**ENUNCIADO**: Você pode transcrever fielmente, do trecho sobre Weber e o marxismo, a passagem que se abre com as palavras "O último representante" e se fecha com "âmbito da linguagem."?

**TRECHO SELECIONADO**:
Essa declaração interessada do filósofo alemão de meados do século XIX, sempre desvendou uma certa teleologia do marxismo, que ao final celebrava um progresso positivo e inexorável das forças produtivas, que contrasta com a visão do romantismo saudosista e melancólico de Weber, que na verdade desdenha dessa crença. A questão é extremamente complexa, e envolve até uma mudança de entonação no próprio desenvovimento de Marx, que entre a juventude do Manifesto Comunista e a maturidade da publicação do O Capital. Percebe-se nesses dois momentos, uma clara diferenciação entre uma atitude positiva e otimista do Manifesto, e o desenvolvimento de um posicionamento abertamente mais crítico, e pouco celebratório, com relação às atitudes da burguesia.

Mas vários autores marxistas, além de Luckács se aproximaram de Weber de forma explícita, a Escola de Frankfurt, com pensadores como Walter Benjamim, Adorno e Hockheimer desenvolveram críticas à burocratização do mundo moderno e sua aproximação com a barbárie a partir de Weber. Adorno e Hokheimer, em seu livro A dialética do esclarecimento criticam o entorpecimento fornecido às massas alienadas a partir da indústria cultural moderna, e interpretam o desenvolvimento cultural do ocidente como um desencantamento, que reduz todos os conteúdos a superficialidade do espetáculo. Benjamim, em suas Teses sobre o conceito de história desenvolve um fino raciocínio melancólico e revolucionário, ao mesmo tempo marxista e weberiano, sobre os documentos e a cultura produzidos nos tempos modernos;

 "Todos os que até hoje venceram participam do cortejo triunfal, em que os dominadores de hoje espezinham os corpos dos que estão prostrados no chão. Os despojos são carregados no cortejo, como de praxe. Esses despojos são o que chamamos bens culturais. O materialista histórico os contempla com distanciamento. Pois todos os bens culturais que ele vê têm uma origem sobre a qual ele não pode refletir sem horror. Devem sua existência não somente ao esforço dos grandes gênios que os criaram, como à corvéia anônima dos seus contemporâneos. Nunca houve um monumento da cultura que não fosse também um monumento da barbárie. E, assim como a cultura não é isenta de
barbárie, não o é, tampouco, o processo de transmissão da cultura. Por isso, na medida do possível, o materialista histórico se desvia dela. Considera sua tarefa escovar a história a contrapelo." BENJAMIM 1985 página157,

O último representante dessa escola Jürgen Habermas, desenvolveu toda sua teoria tentando resgatar a racionalidade iluminista, diferenciando-a em razão instrumental e razão comunicativa, mantendo a primeira com a crítica de Weber do mundo moderno envolto na burocratização e racionalização, enquanto a segunda resgatava a racionalidade iluminista. Habermas tenta claramente esvaziar o conteúdo crítico e negativo de Weber, reconciliando-se com o projeto moderno de emancipação da humanidade - o Iluminismo -, a partir da pretensão de nivelamento entre falantes; sejam dominadores, ou dominados, que se declaram dispostos a ouvir o contraditório. Alguns críticos apontam essa construção de Habermas, da reconciliação linguística como excessivamente liberal-democrata, acusando-a de esquecer da manutenção dos processos de dominação, mesmo no âmbito da linguagem.

**DADOS FORNECIDOS**:
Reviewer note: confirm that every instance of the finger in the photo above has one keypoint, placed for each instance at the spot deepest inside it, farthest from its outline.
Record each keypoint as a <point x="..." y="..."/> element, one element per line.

**RESPOSTA**:
O último representante dessa escola Jürgen Habermas, desenvolveu toda sua teoria tentando resgatar a racionalidade iluminista, diferenciando-a em razão instrumental e razão comunicativa, mantendo a primeira com a crítica de Weber do mundo moderno envolto na burocratização e racionalização, enquanto a segunda resgatava a racionalidade iluminista. Habermas tenta claramente esvaziar o conteúdo crítico e negativo de Weber, reconciliando-se com o projeto moderno de emancipação da humanidade - o Iluminismo -, a partir da pretensão de nivelamento entre falantes; sejam dominadores, ou dominados, que se declaram dispostos a ouvir o contraditório. Alguns críticos apontam essa construção de Habermas, da reconciliação linguística como excessivamente liberal-democrata, acusando-a de esquecer da manutenção dos processos de dominação, mesmo no âmbito da linguagem.